* [Dataset entries]
-- Start --

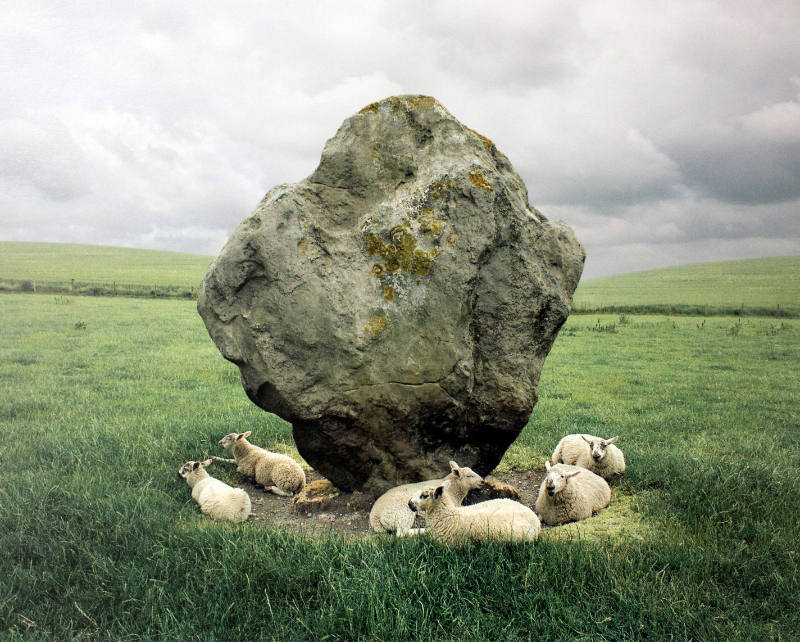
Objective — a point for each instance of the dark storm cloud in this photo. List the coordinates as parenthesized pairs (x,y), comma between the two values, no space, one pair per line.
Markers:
(662,132)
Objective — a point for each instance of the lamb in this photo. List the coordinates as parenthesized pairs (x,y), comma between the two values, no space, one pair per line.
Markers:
(216,498)
(390,512)
(448,523)
(593,453)
(279,474)
(570,493)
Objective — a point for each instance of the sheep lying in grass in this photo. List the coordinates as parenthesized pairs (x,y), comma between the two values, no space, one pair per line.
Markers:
(593,453)
(277,473)
(216,498)
(570,493)
(493,519)
(390,512)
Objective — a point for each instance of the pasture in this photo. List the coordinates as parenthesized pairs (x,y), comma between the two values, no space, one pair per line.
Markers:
(102,399)
(746,287)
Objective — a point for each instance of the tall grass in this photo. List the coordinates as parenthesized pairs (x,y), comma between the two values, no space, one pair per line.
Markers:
(101,400)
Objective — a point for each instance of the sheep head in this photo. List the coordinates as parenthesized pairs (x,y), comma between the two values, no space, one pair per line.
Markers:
(192,467)
(598,446)
(423,499)
(228,440)
(556,480)
(467,477)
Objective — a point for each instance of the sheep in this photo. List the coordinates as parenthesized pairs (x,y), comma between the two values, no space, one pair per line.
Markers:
(216,498)
(279,474)
(448,523)
(390,512)
(593,453)
(570,493)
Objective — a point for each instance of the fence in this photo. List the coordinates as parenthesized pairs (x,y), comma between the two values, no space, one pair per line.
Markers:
(88,288)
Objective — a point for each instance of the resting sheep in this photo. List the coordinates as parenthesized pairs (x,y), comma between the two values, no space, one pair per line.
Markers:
(216,498)
(593,453)
(390,512)
(494,519)
(277,473)
(570,493)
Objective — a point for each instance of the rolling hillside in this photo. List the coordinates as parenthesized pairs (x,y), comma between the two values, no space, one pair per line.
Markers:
(768,286)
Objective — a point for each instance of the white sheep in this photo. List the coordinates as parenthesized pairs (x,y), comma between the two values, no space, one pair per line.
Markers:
(215,497)
(593,453)
(503,519)
(390,512)
(570,493)
(277,473)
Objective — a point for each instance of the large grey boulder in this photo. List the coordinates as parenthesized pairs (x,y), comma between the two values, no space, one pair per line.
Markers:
(397,305)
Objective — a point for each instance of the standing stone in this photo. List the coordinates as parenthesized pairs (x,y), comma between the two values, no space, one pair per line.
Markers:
(397,305)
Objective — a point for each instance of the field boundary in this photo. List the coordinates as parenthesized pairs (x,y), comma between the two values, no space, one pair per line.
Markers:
(690,310)
(90,288)
(149,290)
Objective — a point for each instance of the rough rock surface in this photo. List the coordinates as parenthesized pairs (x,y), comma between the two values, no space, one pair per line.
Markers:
(397,305)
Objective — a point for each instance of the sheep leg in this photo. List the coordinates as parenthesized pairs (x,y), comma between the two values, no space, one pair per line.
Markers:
(278,491)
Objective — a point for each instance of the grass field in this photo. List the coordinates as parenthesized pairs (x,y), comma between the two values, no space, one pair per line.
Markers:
(752,286)
(99,269)
(102,399)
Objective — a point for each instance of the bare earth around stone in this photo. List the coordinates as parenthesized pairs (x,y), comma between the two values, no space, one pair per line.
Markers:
(348,514)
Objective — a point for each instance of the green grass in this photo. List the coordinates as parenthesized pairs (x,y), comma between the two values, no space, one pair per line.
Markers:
(101,541)
(97,268)
(752,286)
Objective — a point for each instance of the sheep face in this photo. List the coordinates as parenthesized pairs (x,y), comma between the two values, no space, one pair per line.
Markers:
(228,440)
(556,480)
(598,447)
(423,499)
(192,466)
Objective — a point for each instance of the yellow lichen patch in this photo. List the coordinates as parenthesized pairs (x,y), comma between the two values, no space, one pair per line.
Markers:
(376,326)
(371,108)
(401,253)
(477,179)
(438,187)
(486,142)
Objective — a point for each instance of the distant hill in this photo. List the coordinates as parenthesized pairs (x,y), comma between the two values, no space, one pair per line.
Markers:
(99,270)
(100,264)
(748,286)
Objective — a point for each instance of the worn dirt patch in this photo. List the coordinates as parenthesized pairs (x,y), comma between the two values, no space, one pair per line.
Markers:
(348,514)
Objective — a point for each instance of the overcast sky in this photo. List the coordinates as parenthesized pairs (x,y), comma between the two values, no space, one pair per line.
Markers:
(662,132)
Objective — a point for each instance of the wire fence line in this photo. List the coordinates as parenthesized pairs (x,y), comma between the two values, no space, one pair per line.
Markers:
(128,289)
(99,288)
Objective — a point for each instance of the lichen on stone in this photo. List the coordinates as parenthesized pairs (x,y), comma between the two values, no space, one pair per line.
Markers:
(400,254)
(376,326)
(477,179)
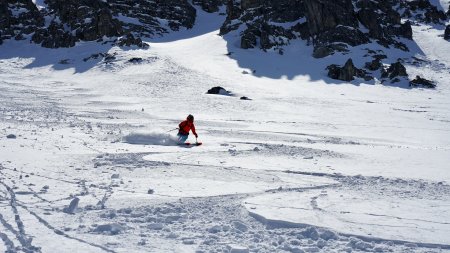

-- End --

* [Task statement] Starting at the line that contains "Objective — a point for each instance of the lichen" and ending at the end of the records, change "stone" to "rock" and write the lines out again with everything else the same. Leave the pictures out of your answer.

* [Answer below]
Objective — a point for each instance of the lichen on rock in this photo. List the coordinates as parenthesized pairs (x,y), comma between the two values, no space, one pair per line.
Markers:
(400,254)
(376,326)
(477,179)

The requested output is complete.